> [Work item]: Exact copies of all the entries are needed.

> [Exercise materials]:
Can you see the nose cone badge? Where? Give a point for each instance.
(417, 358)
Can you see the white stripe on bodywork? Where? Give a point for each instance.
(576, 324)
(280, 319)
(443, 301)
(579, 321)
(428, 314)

> [Result for this task]:
Can you see the nose cone badge? Where? Give a point for each instance.
(417, 358)
Can you see the white stripe on bodywork? Where? Give a point for each instance.
(576, 324)
(280, 319)
(443, 301)
(579, 321)
(428, 314)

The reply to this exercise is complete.